Text extract:

========================================================================

[R] memory problem [cluster]

Roger Bivand Roger.Bivand at nhh.no
Sat Dec 2 22:11:12 CET 2006


On Sat, 2 Dec 2006, Dylan Beaudette wrote:

> Hi Stephano,

Looks like you used my example verbatim 
(http://casoilresource.lawr.ucdavis.edu/drupal/node/221)

:)

>From exchanges on R-sig-geo, I believe the original questioner is feeding
NAs to clara, and the error message in clara() is overrunning the buffer
in sprintf(), so the memory problem isn't correctly identified. Using
scripts out of context without checking whether the input data frame 
satifies the conditions of the functions being used is asking for trouble. 
The error message:

 > traceback()
2: stop(ngettext(length(i), sprintf("Observation %d has", i[1]),
        sprintf("Observations %s have", paste(i, collapse = ","))),
        " *only* NAs --> omit for clustering")
1: clara(morph, k = 5, stand = F)

is coming from lines:

                i[1]), sprintf("Observations %s have", paste(i, 
                collapse = ","))), " *only* NAs --> omit for clustering")

in clara(). I have suggested dropping those rows from the data frame in a 
reply on R-sig-geo, but maybe clara() could be patched to count the # of 
completely missing rows, and if # is more than a modest number, not print 
the obs. numbers, just the total?

Roger


While my approach has not *yet* been published, the original source [4] by 
Roger Bivand certainly has. Just a reminder.

That said, I would highly recommend reading up on the background literature 
assocated with both the cluster package [1] and terrain classificartion i.e.
[2] and [3]. Note that although the clara() function was created to work on 
massive datasets, it is still possible to overwhelm the available memory with 
multiple gridded objects- recall that all R objects are held in memory.

========================================================================

Entries supplied:
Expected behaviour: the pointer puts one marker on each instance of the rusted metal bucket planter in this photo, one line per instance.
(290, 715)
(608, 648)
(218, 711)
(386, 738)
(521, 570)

========================================================================

Task brief:
Copy out the mailing-list post on the clara() memory problem word for word, in full.

Complete output:
[R] memory problem [cluster]

Roger Bivand Roger.Bivand at nhh.no
Sat Dec 2 22:11:12 CET 2006


On Sat, 2 Dec 2006, Dylan Beaudette wrote:

> Hi Stephano,

Looks like you used my example verbatim 
(http://casoilresource.lawr.ucdavis.edu/drupal/node/221)

:)

>From exchanges on R-sig-geo, I believe the original questioner is feeding
NAs to clara, and the error message in clara() is overrunning the buffer
in sprintf(), so the memory problem isn't correctly identified. Using
scripts out of context without checking whether the input data frame 
satifies the conditions of the functions being used is asking for trouble. 
The error message:

 > traceback()
2: stop(ngettext(length(i), sprintf("Observation %d has", i[1]),
        sprintf("Observations %s have", paste(i, collapse = ","))),
        " *only* NAs --> omit for clustering")
1: clara(morph, k = 5, stand = F)

is coming from lines:

                i[1]), sprintf("Observations %s have", paste(i, 
                collapse = ","))), " *only* NAs --> omit for clustering")

in clara(). I have suggested dropping those rows from the data frame in a 
reply on R-sig-geo, but maybe clara() could be patched to count the # of 
completely missing rows, and if # is more than a modest number, not print 
the obs. numbers, just the total?

Roger


While my approach has not *yet* been published, the original source [4] by 
Roger Bivand certainly has. Just a reminder.

That said, I would highly recommend reading up on the background literature 
assocated with both the cluster package [1] and terrain classificartion i.e.
[2] and [3]. Note that although the clara() function was created to work on 
massive datasets, it is still possible to overwhelm the available memory with 
multiple gridded objects- recall that all R objects are held in memory.